**Énoncé A**
Relevez tous les territoires qui, selon le texte sur la corrida, se dotent de mesures propres à faire progresser la civilisation.
**Énoncé B**
Modifiez le passage du texte sur la corrida qui s'ouvre sur les mots contenant « Au nom du collectif » et se clôt sur « tueurs de taureaux. » : remplacez « lettre » par « missive ».
── Texte à lire
Au nom du collectif Non à la honte française !, le CRAC Europe a adressé une lettre au résident du Fouquets, au premier sinistre et au ministre des traditions françaises connes et cruelles. Le sujet en est bien évidemment la reconnaissance par la nation de la pratique artistique si délicate des tueurs de taureaux.
Le CRAC Europe, Comité Radicalement Anti Corrida pour la protection de l’enfance, a réuni un collectif de 160 associations européennes pour vous demander la désinscription de la corrida du patrimoine culturel immatériel de la France.
Vendredi 22 avril 2011, l’ancien matador André Viard a annoncé la consécration prétendument culturelle de la torture de bovins en France, alors qu’elle est délictueuse sur les neuf dixièmes du territoire. Des réactions d’incrédulité et d’indignation nous parviennent du monde entier.
Contre l’histoire des civilisations
Les cultures hispaniques, qui, contrairement à la France, pourraient légitimement revendiquer l’héritage de ces spectacles cruels, cherchent justement à s’en détacher. Pour répondre à l’appel de leurs citoyens, la Catalogne espagnole, l’Équateur et le Mexique se dotent de mesures propres à faire progresser la civilisation . Nous n’acceptons pas que le ministère de la Culture ignore ou feigne d’ignorer que 75 % de nos compatriotes se prononcent en faveur de l’abolition de la corrida.
Coup de pouce pour une corrida agonie L’association de promotion de la corrida (ONCT) a entrepris cette inscription pour « donner en France le coup d’envoi d’une campagne […] qui devrait aboutir à plus ou moins long terme à préserver la culture taurine de toutes les attaques dont elle est l’objet au nom de supposés droits des animaux » . Or, selon l’un des porte-parole du ministère de la Culture, il s’agirait « d’un recensement ethnique d’une pratique factuelle [qui] n’apporte aucune appellation morale particulière, ni aide à cette pratique. »
En reconnaissant la corrida, le ministère de la Culture protège incontestablement le spectacle des sévices graves et cruels infligés aux animaux.
Le rapport des aficionados
Le rapport de la commission administrative du ministère de la Culture est consternant :
- Les souffrances atroces ressenties par les animaux sont niées ou minimisées, à l’image de la propagande des aficionados. Nous rappelons donc que chaque taureau reçoit d’emblée trois coups de pique s’enfonçant en moyenne jusqu’à 22 cm sur la zone dorsale, une des plus innervée de son corps. À la fin, les 80 cm d’épée plongée dans le thorax ne sont pas mortels ; pour « détruire » (sic) l’animal, il est nécessaire d’utiliser un poignard dénommé puntilla. Des coups de puntilla répétés, parfois jusqu’à 30, lèsent la moelle épinière plus que le cervelet. Le taureau, le plus souvent paralysé, reste sensible et souffre ainsi pendant son prétendu « tour d’honneur » (sic). Or jamais le terme puntilla n’est mentionné dans le rapport. Les souffrances du taureau, ainsi que celle des chevaux, sont niées.
────
── Extrait de données
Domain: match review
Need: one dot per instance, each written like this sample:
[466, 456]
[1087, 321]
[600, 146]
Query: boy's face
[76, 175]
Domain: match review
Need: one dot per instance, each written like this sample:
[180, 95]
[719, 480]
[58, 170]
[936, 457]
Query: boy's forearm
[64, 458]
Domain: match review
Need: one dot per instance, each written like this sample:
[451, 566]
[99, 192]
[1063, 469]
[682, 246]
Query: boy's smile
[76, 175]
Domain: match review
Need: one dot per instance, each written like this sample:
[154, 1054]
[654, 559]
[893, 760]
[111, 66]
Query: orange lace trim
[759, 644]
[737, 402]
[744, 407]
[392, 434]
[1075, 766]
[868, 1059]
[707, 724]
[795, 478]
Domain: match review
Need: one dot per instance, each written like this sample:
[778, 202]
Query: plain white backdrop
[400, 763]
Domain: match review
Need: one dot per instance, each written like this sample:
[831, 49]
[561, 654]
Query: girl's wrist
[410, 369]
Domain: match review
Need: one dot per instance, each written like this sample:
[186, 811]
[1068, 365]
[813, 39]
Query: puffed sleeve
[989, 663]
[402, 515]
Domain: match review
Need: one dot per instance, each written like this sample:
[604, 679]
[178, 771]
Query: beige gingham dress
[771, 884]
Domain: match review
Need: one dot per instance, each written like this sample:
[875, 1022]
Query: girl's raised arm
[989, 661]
────
**Réponse A**
la Catalogne espagnole, l'Équateur, le Mexique

**Réponse B**
Au nom du collectif Non à la honte française !, le CRAC Europe a adressé une missive au résident du Fouquets, au premier sinistre et au ministre des traditions françaises connes et cruelles. Le sujet en est bien évidemment la reconnaissance par la nation de la pratique artistique si délicate des tueurs de taureaux.